*Exercise requirements*: Your answer is the lines below, exactly, from the one that contains "Query: person in crowd" through the one that contains "Spot the tree canopy", both included.

#### Exercise inputs ####

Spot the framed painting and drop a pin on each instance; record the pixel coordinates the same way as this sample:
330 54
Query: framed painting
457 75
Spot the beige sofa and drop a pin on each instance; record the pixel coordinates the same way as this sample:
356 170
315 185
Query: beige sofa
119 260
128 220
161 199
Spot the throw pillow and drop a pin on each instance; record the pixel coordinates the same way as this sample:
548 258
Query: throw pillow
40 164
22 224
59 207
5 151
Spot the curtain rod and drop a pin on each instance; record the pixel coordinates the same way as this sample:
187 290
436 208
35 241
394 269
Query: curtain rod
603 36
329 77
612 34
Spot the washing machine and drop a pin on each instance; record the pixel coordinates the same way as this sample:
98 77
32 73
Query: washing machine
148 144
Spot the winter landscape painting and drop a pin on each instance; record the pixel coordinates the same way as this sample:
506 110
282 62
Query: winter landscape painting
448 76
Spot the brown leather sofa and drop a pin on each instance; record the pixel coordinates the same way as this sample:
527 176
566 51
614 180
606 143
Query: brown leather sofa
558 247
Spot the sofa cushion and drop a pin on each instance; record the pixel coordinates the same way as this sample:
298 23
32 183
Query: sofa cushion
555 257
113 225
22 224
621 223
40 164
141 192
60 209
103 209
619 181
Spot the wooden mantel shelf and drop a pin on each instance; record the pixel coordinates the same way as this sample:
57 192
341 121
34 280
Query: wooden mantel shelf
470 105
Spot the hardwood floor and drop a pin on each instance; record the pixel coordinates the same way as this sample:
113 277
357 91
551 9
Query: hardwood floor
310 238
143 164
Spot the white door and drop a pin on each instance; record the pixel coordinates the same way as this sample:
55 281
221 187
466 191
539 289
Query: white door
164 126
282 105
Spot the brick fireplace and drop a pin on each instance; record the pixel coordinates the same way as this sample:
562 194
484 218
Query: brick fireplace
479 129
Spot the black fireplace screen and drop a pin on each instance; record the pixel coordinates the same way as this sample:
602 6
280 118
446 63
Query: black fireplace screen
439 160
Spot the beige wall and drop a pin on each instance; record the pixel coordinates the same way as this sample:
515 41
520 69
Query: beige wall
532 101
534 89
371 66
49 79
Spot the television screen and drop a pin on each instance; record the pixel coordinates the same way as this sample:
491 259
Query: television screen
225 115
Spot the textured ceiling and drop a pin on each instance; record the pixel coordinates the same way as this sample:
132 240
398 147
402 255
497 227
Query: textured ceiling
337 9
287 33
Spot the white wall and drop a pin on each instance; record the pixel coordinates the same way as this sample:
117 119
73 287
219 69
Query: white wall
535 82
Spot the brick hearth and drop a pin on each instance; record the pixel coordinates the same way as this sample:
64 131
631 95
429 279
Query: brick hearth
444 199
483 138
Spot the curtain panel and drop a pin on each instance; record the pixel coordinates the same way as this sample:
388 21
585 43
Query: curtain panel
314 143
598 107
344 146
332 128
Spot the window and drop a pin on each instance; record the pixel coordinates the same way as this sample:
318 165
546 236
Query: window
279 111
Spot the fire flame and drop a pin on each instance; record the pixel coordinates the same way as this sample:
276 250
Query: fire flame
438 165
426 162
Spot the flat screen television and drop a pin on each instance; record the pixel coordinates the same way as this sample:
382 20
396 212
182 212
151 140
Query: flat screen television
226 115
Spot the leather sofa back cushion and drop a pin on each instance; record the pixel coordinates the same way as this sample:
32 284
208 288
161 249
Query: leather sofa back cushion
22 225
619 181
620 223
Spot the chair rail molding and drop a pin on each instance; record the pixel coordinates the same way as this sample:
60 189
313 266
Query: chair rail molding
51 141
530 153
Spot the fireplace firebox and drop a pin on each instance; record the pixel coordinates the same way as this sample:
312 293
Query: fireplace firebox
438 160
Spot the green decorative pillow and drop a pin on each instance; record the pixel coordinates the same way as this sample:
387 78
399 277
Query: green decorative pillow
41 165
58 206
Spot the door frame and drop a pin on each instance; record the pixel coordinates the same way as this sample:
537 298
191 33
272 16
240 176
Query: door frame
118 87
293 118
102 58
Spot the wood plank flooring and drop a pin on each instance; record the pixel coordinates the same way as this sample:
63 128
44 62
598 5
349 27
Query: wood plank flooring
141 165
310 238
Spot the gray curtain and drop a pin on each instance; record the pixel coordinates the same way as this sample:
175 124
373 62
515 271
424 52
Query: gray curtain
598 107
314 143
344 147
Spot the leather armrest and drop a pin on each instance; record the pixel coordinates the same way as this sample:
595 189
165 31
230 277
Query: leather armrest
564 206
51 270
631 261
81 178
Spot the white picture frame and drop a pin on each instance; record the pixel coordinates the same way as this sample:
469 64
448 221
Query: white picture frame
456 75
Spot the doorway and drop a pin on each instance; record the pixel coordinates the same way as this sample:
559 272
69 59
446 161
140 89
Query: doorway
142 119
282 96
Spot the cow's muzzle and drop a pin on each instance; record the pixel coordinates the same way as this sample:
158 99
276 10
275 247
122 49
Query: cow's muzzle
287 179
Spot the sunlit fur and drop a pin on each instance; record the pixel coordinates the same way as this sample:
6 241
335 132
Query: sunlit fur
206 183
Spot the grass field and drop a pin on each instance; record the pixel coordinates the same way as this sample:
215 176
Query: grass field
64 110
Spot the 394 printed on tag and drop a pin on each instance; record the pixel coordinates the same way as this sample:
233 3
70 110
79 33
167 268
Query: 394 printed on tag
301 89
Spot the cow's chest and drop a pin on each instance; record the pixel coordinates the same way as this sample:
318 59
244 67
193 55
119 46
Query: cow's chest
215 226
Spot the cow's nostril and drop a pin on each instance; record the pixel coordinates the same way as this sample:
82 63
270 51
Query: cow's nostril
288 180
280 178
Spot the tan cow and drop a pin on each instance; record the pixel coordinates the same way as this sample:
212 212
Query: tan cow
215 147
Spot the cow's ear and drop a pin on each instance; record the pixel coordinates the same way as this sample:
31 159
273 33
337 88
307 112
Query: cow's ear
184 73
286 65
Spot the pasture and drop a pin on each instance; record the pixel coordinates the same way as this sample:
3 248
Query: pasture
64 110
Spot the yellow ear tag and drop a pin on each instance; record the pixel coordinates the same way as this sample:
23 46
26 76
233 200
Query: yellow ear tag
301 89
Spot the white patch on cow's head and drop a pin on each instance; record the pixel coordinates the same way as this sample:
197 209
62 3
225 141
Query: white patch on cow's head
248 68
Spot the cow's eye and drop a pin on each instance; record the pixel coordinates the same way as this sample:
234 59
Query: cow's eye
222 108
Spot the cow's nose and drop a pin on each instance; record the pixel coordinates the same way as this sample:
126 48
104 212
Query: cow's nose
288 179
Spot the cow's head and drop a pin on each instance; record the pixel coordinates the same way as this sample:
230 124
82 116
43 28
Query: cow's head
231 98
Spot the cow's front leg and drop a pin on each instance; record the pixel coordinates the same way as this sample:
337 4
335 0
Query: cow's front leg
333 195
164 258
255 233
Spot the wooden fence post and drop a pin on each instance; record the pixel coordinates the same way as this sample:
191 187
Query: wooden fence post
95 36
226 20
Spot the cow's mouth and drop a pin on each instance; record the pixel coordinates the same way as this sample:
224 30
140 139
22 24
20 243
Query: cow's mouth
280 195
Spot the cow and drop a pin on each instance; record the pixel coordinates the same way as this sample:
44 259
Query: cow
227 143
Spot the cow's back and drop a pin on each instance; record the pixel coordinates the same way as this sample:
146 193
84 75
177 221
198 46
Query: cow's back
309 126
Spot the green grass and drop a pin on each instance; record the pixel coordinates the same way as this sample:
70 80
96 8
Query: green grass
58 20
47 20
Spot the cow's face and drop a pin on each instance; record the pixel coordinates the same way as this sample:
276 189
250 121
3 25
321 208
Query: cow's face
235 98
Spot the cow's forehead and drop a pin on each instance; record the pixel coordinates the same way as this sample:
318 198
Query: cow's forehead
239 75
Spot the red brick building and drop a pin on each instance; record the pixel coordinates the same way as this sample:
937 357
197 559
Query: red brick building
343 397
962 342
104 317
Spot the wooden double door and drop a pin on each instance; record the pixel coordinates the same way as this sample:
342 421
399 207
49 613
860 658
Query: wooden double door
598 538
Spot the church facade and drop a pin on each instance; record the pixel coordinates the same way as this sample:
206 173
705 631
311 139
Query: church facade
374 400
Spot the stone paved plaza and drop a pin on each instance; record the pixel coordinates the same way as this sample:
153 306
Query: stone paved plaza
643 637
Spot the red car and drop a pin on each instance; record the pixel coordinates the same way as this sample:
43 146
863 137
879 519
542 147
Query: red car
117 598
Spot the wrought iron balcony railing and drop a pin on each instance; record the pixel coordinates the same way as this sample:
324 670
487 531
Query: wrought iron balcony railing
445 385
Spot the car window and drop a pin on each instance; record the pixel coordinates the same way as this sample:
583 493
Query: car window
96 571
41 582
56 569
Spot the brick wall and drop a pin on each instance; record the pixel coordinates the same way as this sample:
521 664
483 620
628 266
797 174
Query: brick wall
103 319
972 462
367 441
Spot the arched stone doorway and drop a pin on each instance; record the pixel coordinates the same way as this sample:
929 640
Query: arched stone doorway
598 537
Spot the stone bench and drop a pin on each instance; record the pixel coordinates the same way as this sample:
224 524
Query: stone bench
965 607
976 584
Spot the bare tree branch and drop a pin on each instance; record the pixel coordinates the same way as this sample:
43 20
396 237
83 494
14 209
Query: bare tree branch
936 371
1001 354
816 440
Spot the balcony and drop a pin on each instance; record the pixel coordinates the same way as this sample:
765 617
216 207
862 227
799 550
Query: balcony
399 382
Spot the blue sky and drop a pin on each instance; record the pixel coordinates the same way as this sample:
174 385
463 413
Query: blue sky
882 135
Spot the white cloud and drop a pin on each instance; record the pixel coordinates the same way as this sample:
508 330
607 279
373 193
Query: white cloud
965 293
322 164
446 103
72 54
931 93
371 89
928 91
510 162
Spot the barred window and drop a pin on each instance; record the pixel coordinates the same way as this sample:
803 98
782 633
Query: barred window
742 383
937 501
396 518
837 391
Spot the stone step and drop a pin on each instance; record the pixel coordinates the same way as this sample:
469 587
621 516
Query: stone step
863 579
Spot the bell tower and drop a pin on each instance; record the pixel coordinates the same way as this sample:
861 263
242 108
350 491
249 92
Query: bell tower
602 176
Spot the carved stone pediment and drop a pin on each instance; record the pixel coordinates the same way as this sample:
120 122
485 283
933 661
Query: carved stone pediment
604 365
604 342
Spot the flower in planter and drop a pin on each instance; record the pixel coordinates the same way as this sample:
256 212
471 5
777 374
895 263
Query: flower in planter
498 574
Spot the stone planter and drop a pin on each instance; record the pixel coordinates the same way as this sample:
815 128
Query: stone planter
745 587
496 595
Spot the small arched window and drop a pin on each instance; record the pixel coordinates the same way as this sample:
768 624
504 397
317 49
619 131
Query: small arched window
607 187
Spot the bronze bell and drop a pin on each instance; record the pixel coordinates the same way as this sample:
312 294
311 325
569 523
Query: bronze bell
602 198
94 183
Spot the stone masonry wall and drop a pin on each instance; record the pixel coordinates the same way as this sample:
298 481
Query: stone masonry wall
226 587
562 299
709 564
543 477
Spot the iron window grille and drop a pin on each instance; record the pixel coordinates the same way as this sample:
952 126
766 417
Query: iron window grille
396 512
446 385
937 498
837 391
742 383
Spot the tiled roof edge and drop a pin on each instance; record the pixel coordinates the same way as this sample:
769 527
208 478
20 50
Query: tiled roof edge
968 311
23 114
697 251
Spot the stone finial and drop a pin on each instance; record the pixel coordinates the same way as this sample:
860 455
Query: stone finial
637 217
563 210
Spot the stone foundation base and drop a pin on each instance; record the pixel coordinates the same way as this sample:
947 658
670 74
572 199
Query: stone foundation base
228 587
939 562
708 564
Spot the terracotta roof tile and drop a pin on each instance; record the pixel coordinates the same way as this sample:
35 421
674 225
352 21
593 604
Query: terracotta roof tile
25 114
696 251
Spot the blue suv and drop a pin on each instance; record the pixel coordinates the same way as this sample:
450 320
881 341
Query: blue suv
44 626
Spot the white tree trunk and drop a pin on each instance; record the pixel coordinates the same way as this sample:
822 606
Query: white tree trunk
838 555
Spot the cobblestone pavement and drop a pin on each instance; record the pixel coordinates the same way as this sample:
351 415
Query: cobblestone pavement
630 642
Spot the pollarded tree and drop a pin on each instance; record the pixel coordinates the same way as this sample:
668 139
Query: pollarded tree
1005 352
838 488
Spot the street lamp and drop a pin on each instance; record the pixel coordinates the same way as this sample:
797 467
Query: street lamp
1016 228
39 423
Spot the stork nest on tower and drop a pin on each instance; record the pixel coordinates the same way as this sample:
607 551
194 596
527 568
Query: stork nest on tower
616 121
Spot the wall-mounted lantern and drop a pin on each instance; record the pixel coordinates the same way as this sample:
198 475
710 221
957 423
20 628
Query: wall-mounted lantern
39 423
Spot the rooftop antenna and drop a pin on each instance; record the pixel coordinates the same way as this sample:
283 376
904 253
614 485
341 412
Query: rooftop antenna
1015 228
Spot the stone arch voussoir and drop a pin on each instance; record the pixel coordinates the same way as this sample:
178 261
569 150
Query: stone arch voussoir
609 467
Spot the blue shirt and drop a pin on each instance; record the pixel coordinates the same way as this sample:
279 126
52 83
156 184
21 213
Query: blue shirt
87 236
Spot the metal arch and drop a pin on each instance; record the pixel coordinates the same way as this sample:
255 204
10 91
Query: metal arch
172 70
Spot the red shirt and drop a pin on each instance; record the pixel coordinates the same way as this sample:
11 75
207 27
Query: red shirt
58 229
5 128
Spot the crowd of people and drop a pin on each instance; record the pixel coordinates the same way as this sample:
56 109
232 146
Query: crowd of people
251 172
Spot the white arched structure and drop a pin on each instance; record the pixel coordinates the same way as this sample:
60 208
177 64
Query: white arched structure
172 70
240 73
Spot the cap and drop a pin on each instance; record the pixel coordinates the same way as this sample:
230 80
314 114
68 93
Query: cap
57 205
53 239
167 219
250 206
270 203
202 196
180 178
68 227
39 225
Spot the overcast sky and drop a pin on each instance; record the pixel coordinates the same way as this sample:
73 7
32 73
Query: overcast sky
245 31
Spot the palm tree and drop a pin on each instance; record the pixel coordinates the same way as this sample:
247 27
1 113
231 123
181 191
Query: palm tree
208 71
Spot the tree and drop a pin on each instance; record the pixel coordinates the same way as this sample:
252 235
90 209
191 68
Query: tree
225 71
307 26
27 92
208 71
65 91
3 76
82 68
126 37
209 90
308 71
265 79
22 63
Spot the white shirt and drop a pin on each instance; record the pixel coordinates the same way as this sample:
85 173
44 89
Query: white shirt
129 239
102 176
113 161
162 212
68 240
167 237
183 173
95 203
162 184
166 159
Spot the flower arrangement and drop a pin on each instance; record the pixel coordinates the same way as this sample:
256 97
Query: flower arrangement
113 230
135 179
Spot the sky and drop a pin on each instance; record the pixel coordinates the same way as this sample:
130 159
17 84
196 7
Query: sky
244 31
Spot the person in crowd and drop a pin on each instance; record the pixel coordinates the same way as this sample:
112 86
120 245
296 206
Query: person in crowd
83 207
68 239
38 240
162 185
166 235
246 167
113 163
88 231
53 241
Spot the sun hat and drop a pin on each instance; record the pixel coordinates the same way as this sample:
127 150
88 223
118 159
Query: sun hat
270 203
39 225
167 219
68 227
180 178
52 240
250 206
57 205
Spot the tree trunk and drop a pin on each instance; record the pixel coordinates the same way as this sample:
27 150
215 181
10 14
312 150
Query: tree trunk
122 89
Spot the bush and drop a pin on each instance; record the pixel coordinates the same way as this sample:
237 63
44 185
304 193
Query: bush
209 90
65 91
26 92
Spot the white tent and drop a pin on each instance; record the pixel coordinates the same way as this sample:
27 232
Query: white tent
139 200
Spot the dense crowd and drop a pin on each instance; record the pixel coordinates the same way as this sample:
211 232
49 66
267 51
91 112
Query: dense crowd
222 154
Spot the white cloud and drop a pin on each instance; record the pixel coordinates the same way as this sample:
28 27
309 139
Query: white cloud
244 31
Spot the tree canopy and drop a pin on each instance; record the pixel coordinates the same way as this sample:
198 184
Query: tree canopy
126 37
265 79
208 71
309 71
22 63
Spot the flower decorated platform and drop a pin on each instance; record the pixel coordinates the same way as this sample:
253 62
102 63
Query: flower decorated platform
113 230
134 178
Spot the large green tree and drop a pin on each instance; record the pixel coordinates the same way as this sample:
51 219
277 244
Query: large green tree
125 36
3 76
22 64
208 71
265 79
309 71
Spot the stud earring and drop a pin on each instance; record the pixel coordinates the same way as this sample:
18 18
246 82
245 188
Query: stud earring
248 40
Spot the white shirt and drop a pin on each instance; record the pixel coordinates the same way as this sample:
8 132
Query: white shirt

####

*Exercise output*:
Query: person in crowd
83 207
68 239
38 240
162 185
166 235
246 167
113 163
88 231
53 241
Spot the sun hat and drop a pin on each instance; record the pixel coordinates the same way as this sample:
127 150
88 223
118 159
Query: sun hat
270 203
39 225
167 219
68 227
180 178
52 240
250 206
57 205
Spot the tree trunk and drop a pin on each instance; record the pixel coordinates the same way as this sample:
27 150
215 181
10 14
312 150
Query: tree trunk
122 89
Spot the bush and drop a pin on each instance; record the pixel coordinates the same way as this sample:
237 63
44 185
304 193
Query: bush
209 90
65 91
26 92
Spot the white tent and drop a pin on each instance; record the pixel coordinates the same way as this sample:
27 232
Query: white tent
139 200
Spot the dense crowd and drop a pin on each instance; record the pixel coordinates the same way as this sample:
211 232
49 66
267 51
91 112
Query: dense crowd
222 154
Spot the white cloud and drop a pin on each instance; record the pixel coordinates the same way as this sample:
28 27
309 139
Query: white cloud
244 31
Spot the tree canopy and drop a pin on each instance; record the pixel coordinates the same way as this sample:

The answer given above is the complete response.